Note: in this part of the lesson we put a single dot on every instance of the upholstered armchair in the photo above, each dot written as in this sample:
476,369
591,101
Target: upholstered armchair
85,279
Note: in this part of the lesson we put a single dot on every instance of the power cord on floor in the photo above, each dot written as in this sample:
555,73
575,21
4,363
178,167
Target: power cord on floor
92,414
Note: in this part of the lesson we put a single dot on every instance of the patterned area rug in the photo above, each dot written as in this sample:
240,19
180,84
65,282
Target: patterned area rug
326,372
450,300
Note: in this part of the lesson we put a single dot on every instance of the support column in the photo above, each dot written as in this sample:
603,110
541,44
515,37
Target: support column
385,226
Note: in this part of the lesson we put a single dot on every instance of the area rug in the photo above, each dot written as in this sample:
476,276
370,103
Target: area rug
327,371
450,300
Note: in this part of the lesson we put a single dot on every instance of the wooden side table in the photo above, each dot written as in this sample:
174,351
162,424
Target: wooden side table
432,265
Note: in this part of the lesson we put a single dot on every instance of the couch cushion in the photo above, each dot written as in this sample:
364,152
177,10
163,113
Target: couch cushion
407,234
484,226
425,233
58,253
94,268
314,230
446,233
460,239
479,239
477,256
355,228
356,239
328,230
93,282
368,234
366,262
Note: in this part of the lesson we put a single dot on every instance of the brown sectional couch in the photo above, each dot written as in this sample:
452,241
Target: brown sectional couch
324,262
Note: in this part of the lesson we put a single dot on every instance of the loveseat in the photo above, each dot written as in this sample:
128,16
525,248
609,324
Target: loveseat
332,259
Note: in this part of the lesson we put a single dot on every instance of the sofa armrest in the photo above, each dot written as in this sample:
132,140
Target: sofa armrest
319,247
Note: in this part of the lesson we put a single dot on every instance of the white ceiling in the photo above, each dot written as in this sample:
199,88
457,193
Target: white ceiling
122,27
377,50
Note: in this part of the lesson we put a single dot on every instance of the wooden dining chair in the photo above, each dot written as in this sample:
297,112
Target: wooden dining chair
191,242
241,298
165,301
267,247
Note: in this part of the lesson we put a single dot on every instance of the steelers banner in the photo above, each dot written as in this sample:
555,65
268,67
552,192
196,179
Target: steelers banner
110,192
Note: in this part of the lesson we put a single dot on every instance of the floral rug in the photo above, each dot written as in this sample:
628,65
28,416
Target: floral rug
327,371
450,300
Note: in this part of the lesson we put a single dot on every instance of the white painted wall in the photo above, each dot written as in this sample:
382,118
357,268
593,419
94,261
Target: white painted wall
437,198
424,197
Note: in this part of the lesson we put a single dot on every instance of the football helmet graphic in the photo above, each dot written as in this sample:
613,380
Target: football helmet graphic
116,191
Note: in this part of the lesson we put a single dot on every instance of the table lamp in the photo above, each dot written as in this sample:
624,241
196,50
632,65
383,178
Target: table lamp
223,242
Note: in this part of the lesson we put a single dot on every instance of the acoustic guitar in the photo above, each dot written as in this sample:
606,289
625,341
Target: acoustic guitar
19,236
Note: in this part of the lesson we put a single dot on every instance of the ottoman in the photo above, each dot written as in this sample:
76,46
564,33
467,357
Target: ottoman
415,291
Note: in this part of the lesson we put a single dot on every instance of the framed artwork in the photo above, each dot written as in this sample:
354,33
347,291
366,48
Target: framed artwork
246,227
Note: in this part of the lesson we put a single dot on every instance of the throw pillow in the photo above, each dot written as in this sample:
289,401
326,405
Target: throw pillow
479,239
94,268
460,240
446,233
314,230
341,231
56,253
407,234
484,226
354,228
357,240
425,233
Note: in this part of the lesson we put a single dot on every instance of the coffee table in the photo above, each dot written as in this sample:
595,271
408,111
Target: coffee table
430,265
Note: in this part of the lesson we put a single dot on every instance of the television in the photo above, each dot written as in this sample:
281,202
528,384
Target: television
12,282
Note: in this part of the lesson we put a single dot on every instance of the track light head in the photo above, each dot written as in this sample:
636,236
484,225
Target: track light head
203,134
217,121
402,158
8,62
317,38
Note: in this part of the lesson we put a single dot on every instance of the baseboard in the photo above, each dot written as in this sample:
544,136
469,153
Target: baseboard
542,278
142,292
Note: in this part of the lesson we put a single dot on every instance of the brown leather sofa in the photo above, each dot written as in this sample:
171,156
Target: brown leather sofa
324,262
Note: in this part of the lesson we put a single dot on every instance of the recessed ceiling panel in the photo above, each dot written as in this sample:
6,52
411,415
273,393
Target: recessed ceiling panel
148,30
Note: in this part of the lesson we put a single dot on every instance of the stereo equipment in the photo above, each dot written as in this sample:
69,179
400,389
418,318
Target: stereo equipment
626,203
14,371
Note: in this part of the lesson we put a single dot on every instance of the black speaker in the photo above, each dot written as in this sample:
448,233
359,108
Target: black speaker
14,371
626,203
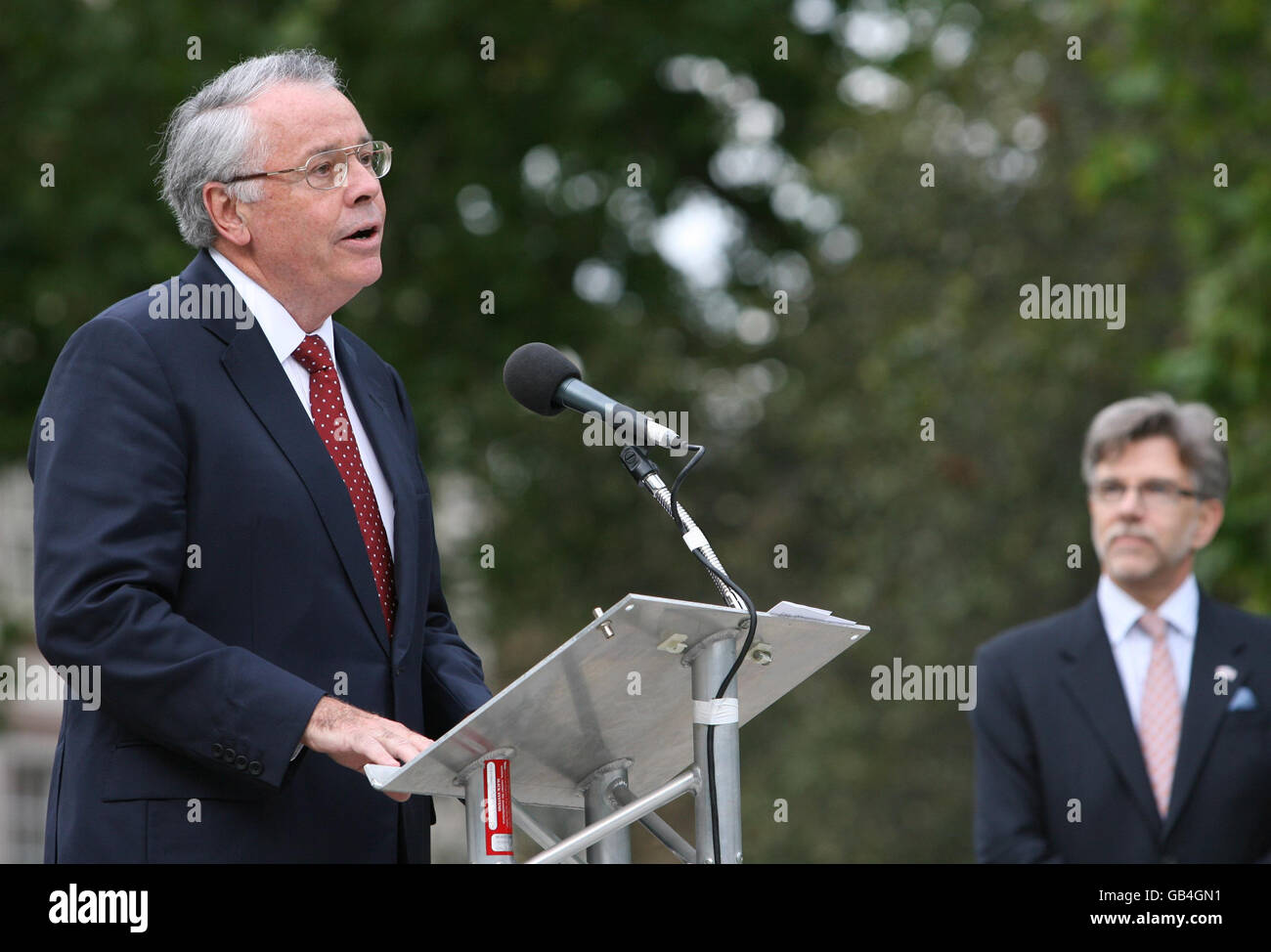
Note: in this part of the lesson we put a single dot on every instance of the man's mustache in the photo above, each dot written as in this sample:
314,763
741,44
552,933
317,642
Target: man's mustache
1114,534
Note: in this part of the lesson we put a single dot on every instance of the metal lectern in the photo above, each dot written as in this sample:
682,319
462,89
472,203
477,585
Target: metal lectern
606,723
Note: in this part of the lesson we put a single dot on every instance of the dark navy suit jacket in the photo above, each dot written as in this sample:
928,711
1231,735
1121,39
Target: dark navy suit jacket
173,434
1053,735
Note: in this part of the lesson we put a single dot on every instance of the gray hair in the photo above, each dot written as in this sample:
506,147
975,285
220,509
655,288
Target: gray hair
211,136
1190,426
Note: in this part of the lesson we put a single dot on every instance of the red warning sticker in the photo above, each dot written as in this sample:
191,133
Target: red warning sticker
499,808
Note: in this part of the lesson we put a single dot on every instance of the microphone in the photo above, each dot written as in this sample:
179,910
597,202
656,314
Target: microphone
545,380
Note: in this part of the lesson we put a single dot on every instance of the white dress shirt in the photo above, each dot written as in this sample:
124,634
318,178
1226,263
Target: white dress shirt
285,334
1131,647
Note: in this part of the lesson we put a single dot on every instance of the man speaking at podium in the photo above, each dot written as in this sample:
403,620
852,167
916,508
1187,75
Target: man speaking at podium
232,519
1132,728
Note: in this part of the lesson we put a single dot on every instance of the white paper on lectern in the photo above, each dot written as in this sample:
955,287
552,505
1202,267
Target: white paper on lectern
381,775
792,609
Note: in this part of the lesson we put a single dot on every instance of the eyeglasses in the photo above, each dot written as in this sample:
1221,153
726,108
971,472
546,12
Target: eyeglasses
1156,494
329,169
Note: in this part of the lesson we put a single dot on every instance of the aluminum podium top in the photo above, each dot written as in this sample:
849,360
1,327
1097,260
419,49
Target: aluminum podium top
597,699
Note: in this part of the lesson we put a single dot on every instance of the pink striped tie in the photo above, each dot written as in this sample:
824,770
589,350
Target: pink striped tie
1161,714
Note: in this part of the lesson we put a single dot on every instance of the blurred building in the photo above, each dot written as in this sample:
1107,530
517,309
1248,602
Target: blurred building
28,728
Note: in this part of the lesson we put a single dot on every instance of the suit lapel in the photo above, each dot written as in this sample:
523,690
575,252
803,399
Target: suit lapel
395,462
1204,711
254,370
1091,676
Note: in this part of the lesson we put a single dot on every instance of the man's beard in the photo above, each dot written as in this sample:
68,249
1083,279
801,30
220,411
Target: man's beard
1164,563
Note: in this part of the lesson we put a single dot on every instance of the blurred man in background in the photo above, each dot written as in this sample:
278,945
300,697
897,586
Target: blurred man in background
1134,727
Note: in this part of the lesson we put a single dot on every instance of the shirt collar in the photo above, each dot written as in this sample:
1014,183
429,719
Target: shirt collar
280,328
1121,612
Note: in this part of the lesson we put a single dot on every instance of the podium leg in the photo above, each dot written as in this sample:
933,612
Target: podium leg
615,848
710,668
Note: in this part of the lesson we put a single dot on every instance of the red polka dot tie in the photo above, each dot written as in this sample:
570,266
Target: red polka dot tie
1161,712
327,405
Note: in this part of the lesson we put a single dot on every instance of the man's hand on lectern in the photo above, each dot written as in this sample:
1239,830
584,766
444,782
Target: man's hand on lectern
354,737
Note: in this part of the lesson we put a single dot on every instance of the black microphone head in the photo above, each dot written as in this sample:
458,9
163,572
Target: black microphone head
533,373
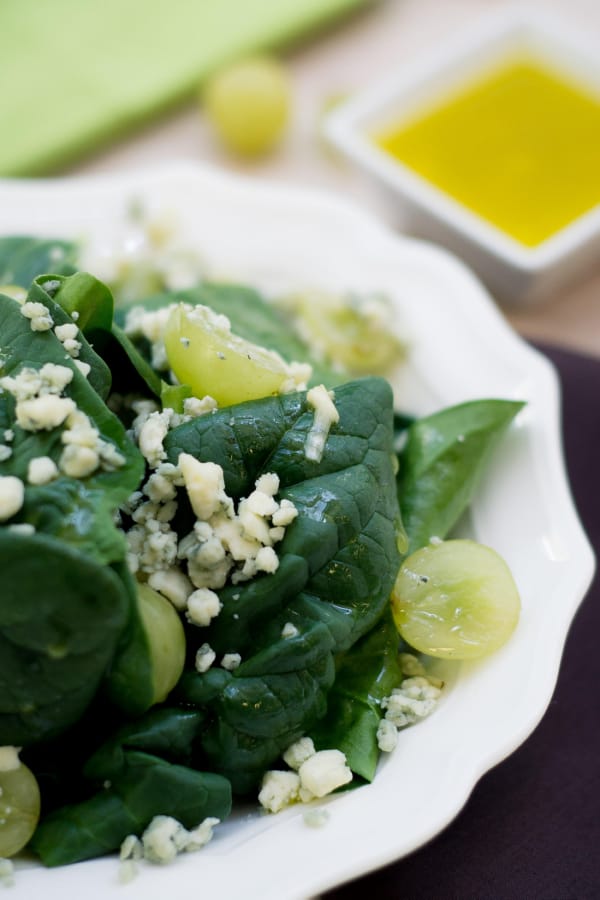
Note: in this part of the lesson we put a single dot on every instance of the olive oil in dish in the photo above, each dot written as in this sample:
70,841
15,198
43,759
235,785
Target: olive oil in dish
519,146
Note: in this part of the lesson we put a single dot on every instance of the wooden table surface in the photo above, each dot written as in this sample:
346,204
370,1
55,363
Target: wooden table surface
349,57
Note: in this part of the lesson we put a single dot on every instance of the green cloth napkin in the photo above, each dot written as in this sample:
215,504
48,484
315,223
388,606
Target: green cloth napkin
76,74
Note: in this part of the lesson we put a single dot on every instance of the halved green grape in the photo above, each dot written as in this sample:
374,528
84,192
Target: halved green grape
353,330
166,639
19,808
248,103
203,353
456,600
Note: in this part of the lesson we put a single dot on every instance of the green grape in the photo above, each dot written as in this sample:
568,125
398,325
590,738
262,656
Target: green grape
166,639
248,104
456,600
14,291
19,808
204,354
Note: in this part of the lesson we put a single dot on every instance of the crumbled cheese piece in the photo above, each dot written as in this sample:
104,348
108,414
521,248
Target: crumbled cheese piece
29,383
131,848
299,374
289,630
203,606
285,515
279,789
66,332
298,752
322,773
151,436
267,560
387,736
204,484
413,700
173,584
325,416
38,315
194,407
7,872
12,496
9,758
43,413
41,470
130,853
316,817
205,657
151,324
78,462
199,836
226,543
83,367
231,661
165,837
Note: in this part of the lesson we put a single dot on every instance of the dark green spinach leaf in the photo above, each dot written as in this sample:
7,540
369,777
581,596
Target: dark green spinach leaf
442,462
146,787
23,258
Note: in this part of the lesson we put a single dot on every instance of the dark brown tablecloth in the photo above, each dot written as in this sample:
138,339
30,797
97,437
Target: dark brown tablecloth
531,829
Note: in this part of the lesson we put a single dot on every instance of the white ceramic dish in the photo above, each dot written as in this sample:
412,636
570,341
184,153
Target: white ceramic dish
515,273
461,348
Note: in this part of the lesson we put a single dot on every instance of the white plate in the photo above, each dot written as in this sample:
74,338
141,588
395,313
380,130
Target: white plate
461,348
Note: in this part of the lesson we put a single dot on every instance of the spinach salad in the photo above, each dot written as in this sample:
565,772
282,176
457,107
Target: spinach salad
196,565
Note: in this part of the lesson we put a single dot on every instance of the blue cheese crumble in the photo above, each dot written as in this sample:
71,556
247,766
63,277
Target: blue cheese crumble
326,415
313,774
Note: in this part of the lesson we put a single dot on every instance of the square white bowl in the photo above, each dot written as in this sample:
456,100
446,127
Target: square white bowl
514,272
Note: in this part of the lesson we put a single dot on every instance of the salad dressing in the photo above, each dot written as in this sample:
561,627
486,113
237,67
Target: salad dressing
519,146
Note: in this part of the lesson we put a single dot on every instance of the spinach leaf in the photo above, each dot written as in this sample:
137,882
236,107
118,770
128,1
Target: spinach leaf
166,732
365,675
66,598
147,786
22,347
338,562
442,462
88,298
23,258
61,616
94,304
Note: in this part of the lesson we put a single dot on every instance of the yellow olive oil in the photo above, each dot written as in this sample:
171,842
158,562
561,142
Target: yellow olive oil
519,147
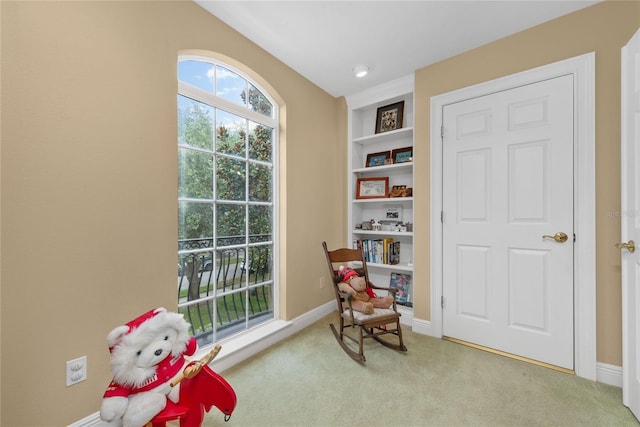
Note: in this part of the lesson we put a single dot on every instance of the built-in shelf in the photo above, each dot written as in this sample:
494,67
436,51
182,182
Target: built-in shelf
363,110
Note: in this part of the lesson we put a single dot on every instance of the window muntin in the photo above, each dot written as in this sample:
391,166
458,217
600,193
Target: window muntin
226,200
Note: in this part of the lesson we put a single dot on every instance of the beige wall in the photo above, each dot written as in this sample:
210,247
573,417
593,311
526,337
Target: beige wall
88,195
604,29
88,180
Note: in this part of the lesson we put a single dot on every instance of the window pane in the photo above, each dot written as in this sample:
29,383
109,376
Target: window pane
231,314
195,123
258,102
230,221
231,133
195,174
260,220
230,179
196,73
225,202
195,220
230,86
260,264
260,184
200,316
260,145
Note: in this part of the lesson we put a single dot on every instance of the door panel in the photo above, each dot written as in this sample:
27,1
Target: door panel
507,182
630,163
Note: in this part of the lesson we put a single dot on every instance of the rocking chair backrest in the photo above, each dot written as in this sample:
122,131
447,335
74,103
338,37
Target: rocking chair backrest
345,256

================

■ **What to work on**
Repeat, without changes, every line from the one that contains "of the door" through the final line of the data.

■ **The solution**
Note: in this part of the lesson we put a single dot on every instance of the door panel in the photo above, each dot written as in this sample:
27,1
Target: door panel
507,182
630,163
Note: in this part of the lesson we put a single dot on every instance of the rocking chair backrest in the photo above, each dot written as in this sample:
122,131
447,335
74,103
338,37
Target: rocking chair backrest
345,256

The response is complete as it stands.